▶ _STATED TASK_: Count the lines in the records below that contain the string "building", matching case exactly. Reply with the number alone.
## begin
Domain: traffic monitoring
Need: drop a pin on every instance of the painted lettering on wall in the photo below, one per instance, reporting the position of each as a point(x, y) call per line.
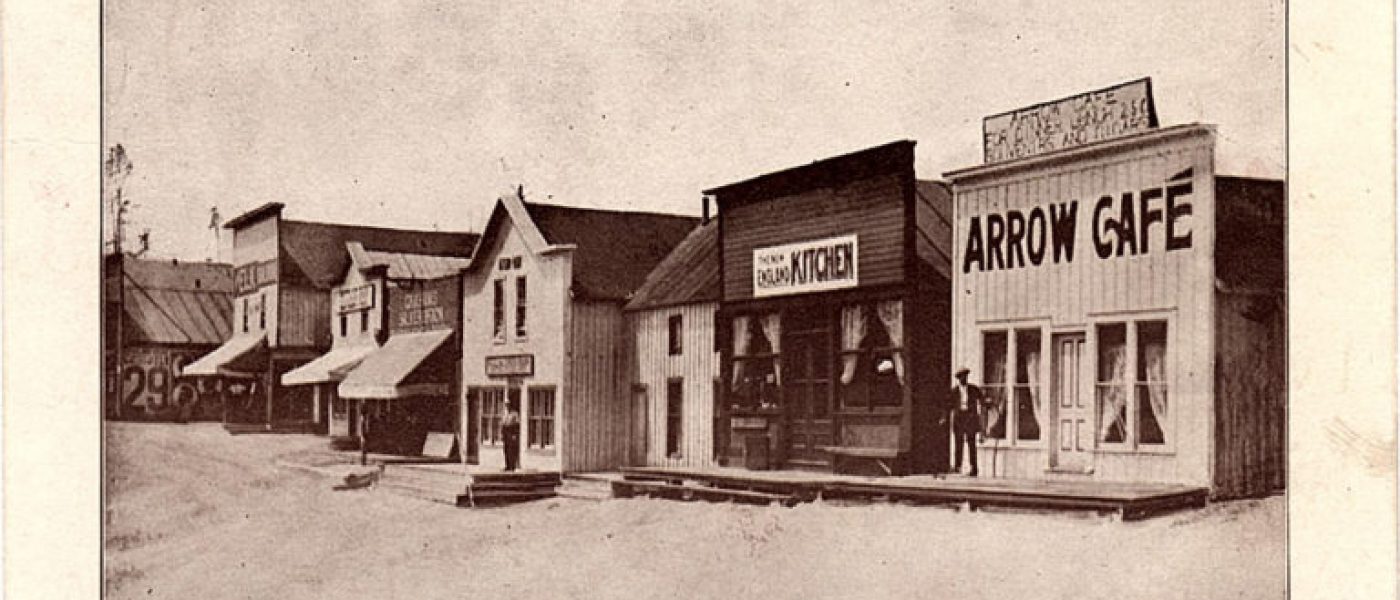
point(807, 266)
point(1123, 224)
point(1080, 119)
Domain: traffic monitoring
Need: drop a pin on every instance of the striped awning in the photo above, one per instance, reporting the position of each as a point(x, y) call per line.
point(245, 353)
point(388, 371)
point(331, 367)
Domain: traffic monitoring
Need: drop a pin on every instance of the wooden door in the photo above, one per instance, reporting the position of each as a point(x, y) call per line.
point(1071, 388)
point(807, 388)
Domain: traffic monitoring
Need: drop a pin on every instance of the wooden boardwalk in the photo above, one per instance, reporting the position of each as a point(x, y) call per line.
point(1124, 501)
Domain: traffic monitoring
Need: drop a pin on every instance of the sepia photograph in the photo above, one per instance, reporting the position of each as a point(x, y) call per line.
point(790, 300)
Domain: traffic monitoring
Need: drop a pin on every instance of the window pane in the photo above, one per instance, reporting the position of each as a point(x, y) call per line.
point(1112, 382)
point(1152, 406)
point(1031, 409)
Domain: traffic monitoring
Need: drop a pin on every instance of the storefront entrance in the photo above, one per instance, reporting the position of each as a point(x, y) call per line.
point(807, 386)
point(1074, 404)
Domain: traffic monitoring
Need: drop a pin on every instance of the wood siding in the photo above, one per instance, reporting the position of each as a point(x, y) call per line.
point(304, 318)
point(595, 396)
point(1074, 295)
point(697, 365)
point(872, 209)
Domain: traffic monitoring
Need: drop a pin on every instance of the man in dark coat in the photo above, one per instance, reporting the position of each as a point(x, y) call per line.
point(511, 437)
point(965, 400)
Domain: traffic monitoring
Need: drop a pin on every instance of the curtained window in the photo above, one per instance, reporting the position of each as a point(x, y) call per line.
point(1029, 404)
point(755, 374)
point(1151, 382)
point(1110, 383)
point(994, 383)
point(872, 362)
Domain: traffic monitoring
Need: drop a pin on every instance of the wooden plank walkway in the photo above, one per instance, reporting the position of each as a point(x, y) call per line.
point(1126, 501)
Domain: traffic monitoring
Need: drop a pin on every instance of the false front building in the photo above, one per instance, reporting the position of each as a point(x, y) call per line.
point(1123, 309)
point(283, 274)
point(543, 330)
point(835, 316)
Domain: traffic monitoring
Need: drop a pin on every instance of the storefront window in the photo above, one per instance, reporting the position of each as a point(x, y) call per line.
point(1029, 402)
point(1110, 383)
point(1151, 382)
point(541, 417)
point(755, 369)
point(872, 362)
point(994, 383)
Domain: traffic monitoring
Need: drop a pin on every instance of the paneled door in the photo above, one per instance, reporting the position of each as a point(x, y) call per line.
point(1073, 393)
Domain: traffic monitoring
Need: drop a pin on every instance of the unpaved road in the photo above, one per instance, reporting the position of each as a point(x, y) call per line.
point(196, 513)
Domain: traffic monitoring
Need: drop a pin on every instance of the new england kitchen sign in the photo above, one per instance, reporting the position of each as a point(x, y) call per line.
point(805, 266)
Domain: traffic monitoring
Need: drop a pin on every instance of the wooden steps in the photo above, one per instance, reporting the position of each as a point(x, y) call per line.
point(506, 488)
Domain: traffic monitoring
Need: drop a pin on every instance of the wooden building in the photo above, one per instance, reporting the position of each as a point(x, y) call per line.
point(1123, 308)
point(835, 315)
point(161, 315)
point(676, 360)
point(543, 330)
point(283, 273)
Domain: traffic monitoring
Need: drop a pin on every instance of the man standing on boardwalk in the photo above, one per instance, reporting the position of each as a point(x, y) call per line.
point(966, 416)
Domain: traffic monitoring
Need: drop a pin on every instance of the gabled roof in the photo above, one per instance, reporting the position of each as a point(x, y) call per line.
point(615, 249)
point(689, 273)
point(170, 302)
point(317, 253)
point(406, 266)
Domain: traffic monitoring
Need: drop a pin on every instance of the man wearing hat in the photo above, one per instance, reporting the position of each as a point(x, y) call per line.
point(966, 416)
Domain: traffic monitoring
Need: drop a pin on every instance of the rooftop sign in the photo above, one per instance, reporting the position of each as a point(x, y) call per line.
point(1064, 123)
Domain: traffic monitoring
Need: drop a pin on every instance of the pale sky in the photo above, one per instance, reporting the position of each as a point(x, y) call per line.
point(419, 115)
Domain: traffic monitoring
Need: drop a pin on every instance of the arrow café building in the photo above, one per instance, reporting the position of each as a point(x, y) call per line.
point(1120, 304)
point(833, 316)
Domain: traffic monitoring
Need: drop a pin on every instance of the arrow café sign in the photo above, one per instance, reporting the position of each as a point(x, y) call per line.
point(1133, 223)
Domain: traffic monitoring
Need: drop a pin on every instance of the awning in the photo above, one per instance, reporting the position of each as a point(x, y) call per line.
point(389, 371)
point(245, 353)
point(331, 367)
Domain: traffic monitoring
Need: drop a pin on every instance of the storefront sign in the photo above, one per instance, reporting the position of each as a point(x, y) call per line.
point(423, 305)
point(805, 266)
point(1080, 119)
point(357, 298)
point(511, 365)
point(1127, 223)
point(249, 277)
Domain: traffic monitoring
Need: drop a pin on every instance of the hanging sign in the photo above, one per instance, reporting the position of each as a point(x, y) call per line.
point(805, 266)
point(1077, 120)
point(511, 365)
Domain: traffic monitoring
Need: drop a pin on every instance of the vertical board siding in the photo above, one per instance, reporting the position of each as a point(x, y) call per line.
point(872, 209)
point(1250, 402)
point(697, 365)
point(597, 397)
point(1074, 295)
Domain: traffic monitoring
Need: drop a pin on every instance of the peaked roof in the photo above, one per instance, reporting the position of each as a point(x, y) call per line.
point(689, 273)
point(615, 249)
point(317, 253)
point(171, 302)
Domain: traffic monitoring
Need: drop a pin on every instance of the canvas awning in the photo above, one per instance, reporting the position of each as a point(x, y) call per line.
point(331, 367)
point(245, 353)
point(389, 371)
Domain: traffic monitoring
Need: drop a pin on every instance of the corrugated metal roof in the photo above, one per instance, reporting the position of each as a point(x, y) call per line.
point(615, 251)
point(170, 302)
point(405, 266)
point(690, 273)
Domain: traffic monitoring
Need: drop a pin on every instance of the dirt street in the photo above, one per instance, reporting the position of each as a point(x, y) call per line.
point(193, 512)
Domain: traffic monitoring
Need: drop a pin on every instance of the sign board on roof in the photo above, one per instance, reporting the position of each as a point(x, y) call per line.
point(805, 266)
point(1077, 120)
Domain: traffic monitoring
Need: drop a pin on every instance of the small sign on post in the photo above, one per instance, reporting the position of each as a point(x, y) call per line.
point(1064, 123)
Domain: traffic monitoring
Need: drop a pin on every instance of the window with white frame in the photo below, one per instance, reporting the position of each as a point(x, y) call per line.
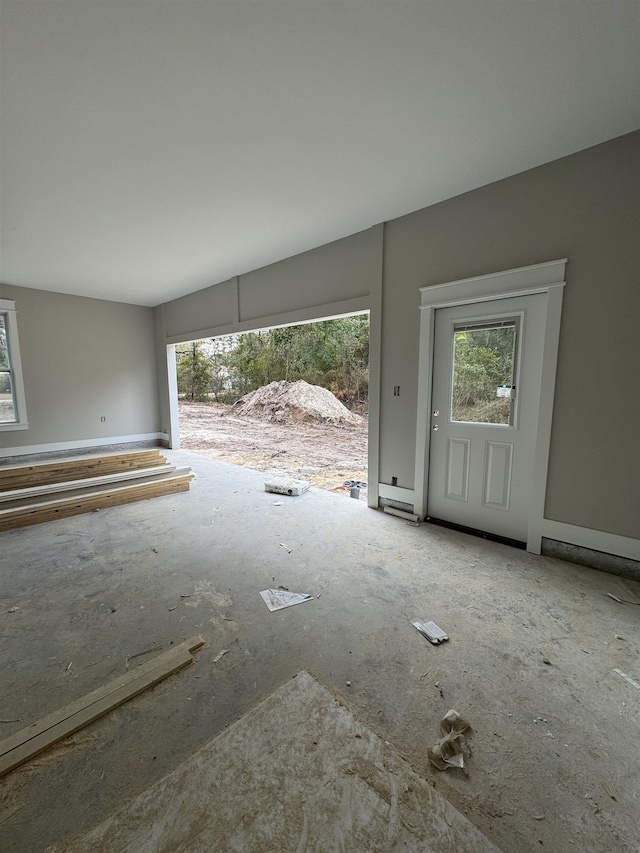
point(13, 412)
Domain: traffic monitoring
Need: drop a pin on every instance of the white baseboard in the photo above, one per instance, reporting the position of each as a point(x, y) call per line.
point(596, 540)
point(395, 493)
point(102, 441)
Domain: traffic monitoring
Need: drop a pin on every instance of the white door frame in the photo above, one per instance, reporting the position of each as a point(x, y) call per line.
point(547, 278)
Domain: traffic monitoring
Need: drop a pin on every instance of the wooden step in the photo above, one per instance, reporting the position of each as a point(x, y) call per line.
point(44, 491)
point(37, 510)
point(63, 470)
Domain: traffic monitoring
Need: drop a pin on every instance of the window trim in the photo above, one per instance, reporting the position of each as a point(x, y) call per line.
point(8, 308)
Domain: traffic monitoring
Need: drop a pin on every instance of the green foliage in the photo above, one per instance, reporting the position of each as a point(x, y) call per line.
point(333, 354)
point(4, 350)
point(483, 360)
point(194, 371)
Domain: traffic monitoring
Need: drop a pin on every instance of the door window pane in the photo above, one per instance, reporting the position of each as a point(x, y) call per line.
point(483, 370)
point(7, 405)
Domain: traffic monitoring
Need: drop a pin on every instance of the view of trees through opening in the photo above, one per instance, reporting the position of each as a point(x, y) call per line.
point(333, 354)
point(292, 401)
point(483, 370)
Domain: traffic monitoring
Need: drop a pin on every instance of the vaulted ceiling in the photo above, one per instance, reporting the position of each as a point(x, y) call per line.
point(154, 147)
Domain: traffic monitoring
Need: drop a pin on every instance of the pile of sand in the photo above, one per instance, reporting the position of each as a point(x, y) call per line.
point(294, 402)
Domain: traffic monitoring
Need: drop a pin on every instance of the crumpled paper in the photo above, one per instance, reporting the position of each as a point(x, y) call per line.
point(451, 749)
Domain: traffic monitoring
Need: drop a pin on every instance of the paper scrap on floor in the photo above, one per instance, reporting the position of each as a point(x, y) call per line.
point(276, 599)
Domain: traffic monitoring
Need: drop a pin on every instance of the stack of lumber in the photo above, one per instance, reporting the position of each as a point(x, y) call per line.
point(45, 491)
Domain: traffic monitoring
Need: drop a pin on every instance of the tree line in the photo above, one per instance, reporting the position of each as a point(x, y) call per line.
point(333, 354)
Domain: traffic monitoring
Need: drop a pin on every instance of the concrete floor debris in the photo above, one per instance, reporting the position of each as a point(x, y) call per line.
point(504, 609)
## end
▶ _RESULT OF THE TASK_: 3